- **What this task involves**:
The following data needs to be repeated exactly, with all images excluded.

+++ Exercise data

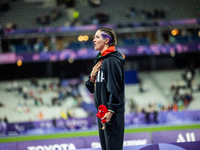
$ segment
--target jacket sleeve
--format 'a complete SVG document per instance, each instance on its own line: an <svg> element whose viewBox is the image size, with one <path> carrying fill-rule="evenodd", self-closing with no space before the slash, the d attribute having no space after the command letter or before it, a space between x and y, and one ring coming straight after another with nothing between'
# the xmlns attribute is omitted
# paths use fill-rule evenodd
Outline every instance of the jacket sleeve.
<svg viewBox="0 0 200 150"><path fill-rule="evenodd" d="M89 79L85 82L85 86L90 91L90 93L94 93L94 82L90 80L90 76Z"/></svg>
<svg viewBox="0 0 200 150"><path fill-rule="evenodd" d="M124 68L119 59L110 58L103 64L105 84L109 93L108 109L115 111L120 105L124 105L122 94L124 91Z"/></svg>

++++++

- **Solution to the problem**:
$ segment
--target jacket sleeve
--format 'a complete SVG document per instance, each instance on its own line: an <svg> element whose viewBox is the image size, with one <path> carrying fill-rule="evenodd", self-closing with no space before the slash, the d attribute having no space after the command letter or before it, a space between x and y, and one ring coming straight after another with nothing between'
# the xmlns attribute is omitted
# paths use fill-rule evenodd
Outline every instance of the jacket sleeve.
<svg viewBox="0 0 200 150"><path fill-rule="evenodd" d="M89 79L85 82L85 86L90 91L90 93L94 93L94 82L90 80L90 76Z"/></svg>
<svg viewBox="0 0 200 150"><path fill-rule="evenodd" d="M124 68L119 59L110 58L103 64L105 84L109 93L108 109L115 111L120 105L124 105L122 94L124 91Z"/></svg>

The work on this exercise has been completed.